═════ Texto de lectura ═════

Volver a Artículos     
1245.- Escribo versos, amigo (A Gregorio Peláez Redajo, in memoriam)

En aquella noche que pudo haber sido de chuchillos largos pero que nuestro Rey enderezó y aderezó con el color esperanza, mi amigo Gregorio Peláez, el jovencísimo diputado de la UCD por Toledo, masculló de pronto a Gonzalo Payo, su compañero de escaño, mi amigo también: “¿Qué escribes ahí medio a escondidas? ¡Ten cuidado! ¡Nos apuntan!” Y nuestro primer presidente de Castilla-La Mancha, con aquella voz que era un regalo: “¡Escribo versos, amigo! ¡Escribo versos!”. El de La Guardia pudo leer entonces, casi de reojo y como a hurtadillas, las palabras dolientes que bajo el cañón de las metralletas escribía el compañero: “…clavados en el suelo/ como aquel olmo seco de Machado/, dejando testimonio de nuestro amor a España/ y afrontando la duda de un trágico holocausto.” -En aquella noche que pudo haber sido de cuchillos largos no había lágrimas por fuera, por dentro muchas. Nos quitaban la democracia tan buscada, y el poeta gritaba versos al pie mismo de los tricornios usurpadores-.
Se marchó Gonzalo y ahora se retira Gregorio en el más callado de los silencios desvividos. Se nos ha marchado y no es justo que se nos vaya tan pronto el más joven de todos nosotros cuando aquello. Mas ¿cómo saber lo que es justo o injusto, los planes de arriba, los meandros de la vida aparentemente sin sentido? Recuerdo su tenacidad, su trabajo constante, su fe en las personas, su aprecio por la amistad, la generosidad a espuertas, su bondad, la simpatía arrolladora… Era un hombre optimista y triunfador, de mirada clara y sonrisa fácil. Sus huesos andan ya clavados en el suelo calcáreo de la Mancha, junto a las vides, los olivos y los coscojares, pero, como en aquel olmo seco que esperaba primaveras, la lluvia de abril y el sol de mayo anotan en la memoria de cuantos le quisimos la gracia de las ramas verdecidas.
Al despedir hoy al muchacho que tanto ayudó a traer la democracia a España, hay muchas lágrimas en los hombres y las mujeres de su pueblo manchego. Gregorio era muy joven para morir, Rosa muy joven para quedarse viuda y Jorge muy joven para quedarse huérfano. Aún recuerdo el bullicio y la alegría de todos nosotros en su boda en el Monasterio de El Escorial, tan felices todos, tan amigos todos, tan jóvenes todos… ¿Cómo decir a su mujer y a su hijo que no pierdan aún la esperanza? -son fuertes, lo sé, pero es duro vivir con tanta orfandad encima-. Al abrazar al padre de Gregorio en esta tarde de domingo triste, noté mil pájaros negros tratando de salir del pecho de un anciano que lloraba la sinrazón de la muerte de un hijo.

═════ Datos proporcionados ═════

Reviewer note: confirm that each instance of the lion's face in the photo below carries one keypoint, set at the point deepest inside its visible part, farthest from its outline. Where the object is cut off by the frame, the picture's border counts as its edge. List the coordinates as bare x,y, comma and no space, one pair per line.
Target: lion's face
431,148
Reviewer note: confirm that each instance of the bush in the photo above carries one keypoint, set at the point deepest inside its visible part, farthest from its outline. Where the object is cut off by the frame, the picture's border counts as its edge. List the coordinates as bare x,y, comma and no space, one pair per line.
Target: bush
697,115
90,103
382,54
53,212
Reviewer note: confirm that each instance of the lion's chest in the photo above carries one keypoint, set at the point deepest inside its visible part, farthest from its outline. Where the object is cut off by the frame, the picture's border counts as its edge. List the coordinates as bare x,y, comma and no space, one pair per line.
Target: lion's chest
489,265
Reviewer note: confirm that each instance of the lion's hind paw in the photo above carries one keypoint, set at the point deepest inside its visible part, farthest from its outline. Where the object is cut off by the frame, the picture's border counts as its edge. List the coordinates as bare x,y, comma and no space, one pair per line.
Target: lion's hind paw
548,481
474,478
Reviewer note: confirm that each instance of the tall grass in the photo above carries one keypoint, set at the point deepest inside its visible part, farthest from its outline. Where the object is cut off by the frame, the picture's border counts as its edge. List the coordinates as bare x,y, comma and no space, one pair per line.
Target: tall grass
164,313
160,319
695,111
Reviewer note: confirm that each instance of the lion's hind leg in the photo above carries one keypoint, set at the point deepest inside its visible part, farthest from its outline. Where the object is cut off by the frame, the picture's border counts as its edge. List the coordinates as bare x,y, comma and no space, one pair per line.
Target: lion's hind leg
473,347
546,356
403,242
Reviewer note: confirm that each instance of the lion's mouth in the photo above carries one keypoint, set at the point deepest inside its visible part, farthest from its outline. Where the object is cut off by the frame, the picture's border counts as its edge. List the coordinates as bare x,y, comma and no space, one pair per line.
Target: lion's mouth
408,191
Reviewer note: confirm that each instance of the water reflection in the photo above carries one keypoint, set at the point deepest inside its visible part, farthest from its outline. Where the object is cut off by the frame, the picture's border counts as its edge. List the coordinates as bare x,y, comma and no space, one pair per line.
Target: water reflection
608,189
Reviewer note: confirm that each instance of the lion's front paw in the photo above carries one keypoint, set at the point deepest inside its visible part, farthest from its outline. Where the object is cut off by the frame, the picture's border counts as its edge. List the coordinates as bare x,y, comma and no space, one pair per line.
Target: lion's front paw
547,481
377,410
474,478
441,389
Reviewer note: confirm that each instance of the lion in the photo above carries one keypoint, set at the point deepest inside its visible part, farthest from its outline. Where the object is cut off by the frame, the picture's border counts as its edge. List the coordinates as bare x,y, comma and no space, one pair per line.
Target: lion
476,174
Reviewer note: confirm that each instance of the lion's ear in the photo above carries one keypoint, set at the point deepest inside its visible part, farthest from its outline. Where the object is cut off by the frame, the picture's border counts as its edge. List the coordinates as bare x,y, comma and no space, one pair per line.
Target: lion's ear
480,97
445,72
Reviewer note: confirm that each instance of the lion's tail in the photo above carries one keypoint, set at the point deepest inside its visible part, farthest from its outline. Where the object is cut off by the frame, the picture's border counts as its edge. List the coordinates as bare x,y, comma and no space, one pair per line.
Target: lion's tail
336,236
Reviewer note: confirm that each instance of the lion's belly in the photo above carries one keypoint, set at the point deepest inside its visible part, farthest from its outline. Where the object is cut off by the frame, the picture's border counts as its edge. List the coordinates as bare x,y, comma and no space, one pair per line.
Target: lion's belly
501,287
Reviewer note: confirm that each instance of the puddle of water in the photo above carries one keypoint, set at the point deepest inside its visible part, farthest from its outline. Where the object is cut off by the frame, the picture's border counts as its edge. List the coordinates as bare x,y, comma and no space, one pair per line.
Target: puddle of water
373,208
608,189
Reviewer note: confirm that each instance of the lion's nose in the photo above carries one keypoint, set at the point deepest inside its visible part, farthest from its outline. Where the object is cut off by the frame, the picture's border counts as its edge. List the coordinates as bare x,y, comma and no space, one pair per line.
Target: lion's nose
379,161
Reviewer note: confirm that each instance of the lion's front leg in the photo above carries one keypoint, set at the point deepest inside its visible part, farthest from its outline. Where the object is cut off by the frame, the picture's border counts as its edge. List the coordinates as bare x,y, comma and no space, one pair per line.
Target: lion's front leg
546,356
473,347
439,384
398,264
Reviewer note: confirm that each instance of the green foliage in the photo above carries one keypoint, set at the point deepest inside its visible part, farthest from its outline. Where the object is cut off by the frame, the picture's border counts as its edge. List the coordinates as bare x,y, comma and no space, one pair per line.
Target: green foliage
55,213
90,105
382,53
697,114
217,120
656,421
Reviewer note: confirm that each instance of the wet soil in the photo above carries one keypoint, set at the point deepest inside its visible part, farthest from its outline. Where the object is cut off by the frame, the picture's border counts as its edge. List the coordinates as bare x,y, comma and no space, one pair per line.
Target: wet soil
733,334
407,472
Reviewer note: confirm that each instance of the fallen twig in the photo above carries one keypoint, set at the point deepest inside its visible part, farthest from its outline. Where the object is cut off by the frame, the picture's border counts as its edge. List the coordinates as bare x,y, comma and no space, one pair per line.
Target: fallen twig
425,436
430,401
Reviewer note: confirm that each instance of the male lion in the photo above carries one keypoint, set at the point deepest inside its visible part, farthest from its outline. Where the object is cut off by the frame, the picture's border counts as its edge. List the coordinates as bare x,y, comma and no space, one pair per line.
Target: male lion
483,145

═════

Enunciado del ejercicio:
Reproduzca sin alteraciones el pasaje del texto en memoria de Gregorio Peláez que abarca desde "Al despedir hoy" hasta "de un hijo.".

Espacio de respuesta:
Al despedir hoy al muchacho que tanto ayudó a traer la democracia a España, hay muchas lágrimas en los hombres y las mujeres de su pueblo manchego. Gregorio era muy joven para morir, Rosa muy joven para quedarse viuda y Jorge muy joven para quedarse huérfano. Aún recuerdo el bullicio y la alegría de todos nosotros en su boda en el Monasterio de El Escorial, tan felices todos, tan amigos todos, tan jóvenes todos… ¿Cómo decir a su mujer y a su hijo que no pierdan aún la esperanza? -son fuertes, lo sé, pero es duro vivir con tanta orfandad encima-. Al abrazar al padre de Gregorio en esta tarde de domingo triste, noté mil pájaros negros tratando de salir del pecho de un anciano que lloraba la sinrazón de la muerte de un hijo.